#### [RECORDS SUPPLIED]
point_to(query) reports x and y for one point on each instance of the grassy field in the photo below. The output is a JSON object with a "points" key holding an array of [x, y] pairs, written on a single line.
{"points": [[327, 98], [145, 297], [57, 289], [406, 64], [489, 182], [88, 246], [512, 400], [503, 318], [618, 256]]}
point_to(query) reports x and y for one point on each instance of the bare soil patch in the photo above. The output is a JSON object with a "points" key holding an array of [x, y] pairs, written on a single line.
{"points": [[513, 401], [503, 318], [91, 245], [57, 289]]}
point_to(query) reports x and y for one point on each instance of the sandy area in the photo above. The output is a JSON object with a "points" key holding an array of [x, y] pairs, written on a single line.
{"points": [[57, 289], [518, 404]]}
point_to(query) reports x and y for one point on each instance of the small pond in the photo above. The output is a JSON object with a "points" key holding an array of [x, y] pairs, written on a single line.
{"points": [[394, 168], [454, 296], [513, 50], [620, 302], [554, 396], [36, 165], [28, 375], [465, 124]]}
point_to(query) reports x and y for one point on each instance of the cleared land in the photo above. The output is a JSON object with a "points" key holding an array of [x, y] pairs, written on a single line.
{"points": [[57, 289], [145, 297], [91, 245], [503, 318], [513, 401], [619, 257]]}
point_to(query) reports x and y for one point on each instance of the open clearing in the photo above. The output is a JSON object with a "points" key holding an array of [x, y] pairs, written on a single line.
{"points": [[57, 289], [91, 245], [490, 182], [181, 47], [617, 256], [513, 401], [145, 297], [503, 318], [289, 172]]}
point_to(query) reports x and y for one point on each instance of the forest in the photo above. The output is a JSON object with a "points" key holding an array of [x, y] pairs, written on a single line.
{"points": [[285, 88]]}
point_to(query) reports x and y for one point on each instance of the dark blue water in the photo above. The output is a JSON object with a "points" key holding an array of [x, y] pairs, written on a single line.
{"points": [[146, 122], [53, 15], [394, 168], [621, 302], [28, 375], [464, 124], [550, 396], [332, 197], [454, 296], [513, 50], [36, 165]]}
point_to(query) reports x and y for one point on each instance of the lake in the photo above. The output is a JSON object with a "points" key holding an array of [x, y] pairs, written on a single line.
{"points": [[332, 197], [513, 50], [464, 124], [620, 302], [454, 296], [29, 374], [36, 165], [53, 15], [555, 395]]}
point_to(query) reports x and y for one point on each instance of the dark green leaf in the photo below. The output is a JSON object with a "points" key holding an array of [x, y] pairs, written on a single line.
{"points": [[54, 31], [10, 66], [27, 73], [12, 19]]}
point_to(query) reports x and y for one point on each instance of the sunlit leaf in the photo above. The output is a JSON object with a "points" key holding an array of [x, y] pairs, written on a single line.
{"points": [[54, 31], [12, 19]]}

#### [OBJECTIVE]
Put every line of the material above into a Markdown table with two columns, Row and Text, giving each line its row number and leaving out any blank lines.

#### [RESULT OF THE TASK]
| Row | Text |
|---|---|
| 1 | point_to(query) reports x and y for one point on each instance of the grassy field in the photo below. The output is a JSON object with a "points" key holding an array of [x, y] pairs, written on a single line. |
| 2 | {"points": [[327, 98], [145, 297], [57, 289], [406, 64], [489, 182], [88, 246], [512, 400], [503, 318], [618, 256]]} |
| 3 | point_to(query) reports x and y for one point on each instance of the bare soil patch in the photo above. The output is a JSON object with a "points" key holding an array of [x, y] pairs, written on a single line. |
| 4 | {"points": [[513, 401], [503, 318], [91, 245], [57, 289]]} |
| 5 | point_to(query) reports x and y for one point on each instance of the sandy area in the photo above. The output is a JSON object with a "points" key holding an array of [x, y] pairs, written on a single line. |
| 6 | {"points": [[57, 289], [518, 404]]} |
| 7 | point_to(query) reports x and y for one point on each instance of the small pond in the photo above. The output is a JSON object with a "points" key holding an array of [x, y] pairs, written on a single line. |
| 8 | {"points": [[394, 168], [454, 296], [513, 50], [620, 302], [554, 396], [36, 165], [28, 375], [465, 124]]} |
| 9 | point_to(query) reports x and y for one point on each instance of the cleared land in the photo above. The output is a JSON object with a "points" key holding an array of [x, y] pairs, written on a single line. |
| 10 | {"points": [[57, 289], [145, 297], [91, 245], [503, 318], [513, 401], [619, 257]]} |
| 11 | point_to(query) reports x and y for one point on each instance of the open clearing in the photo above. The output is a JSON object with a "points" key holding an array of [x, y] pairs, written on a single line. |
| 12 | {"points": [[57, 289], [91, 245], [490, 182], [181, 47], [617, 256], [513, 401], [145, 297], [503, 318], [289, 172]]} |
| 13 | point_to(query) reports x and y for one point on each instance of the forest in the photo above. The output is a JSON object with a "points" key holding an array of [x, y] pairs, written on a single line. |
| 14 | {"points": [[285, 88]]} |
| 15 | point_to(query) reports x and y for one point on each instance of the dark blue water in the photo above. The output is a JSON object with a "points" key holding an array of [x, y] pairs, written on a single line. |
| 16 | {"points": [[146, 122], [53, 15], [394, 168], [621, 302], [28, 375], [464, 124], [550, 396], [332, 197], [454, 296], [513, 50], [36, 165]]} |
| 17 | point_to(query) reports x and y for one point on each instance of the lake in the photo above. The output is a JSON object with a "points" key holding an array of [x, y] pairs, written on a single line. |
| 18 | {"points": [[332, 197], [513, 50], [464, 124], [620, 302], [454, 296], [29, 374], [36, 165], [53, 15], [555, 395]]} |
| 19 | point_to(query) reports x and y for one point on each instance of the dark green leaf in the photo below. The output is a JSON object with a "points" key holding an array of [x, y] pairs, written on a single line. |
| 20 | {"points": [[54, 31], [10, 66], [27, 73], [12, 19]]} |
| 21 | point_to(query) reports x and y for one point on each instance of the sunlit leaf in the photo above. The output is a JSON object with a "points" key holding an array of [x, y] pairs, written on a single line. |
| 22 | {"points": [[54, 31], [12, 19]]} |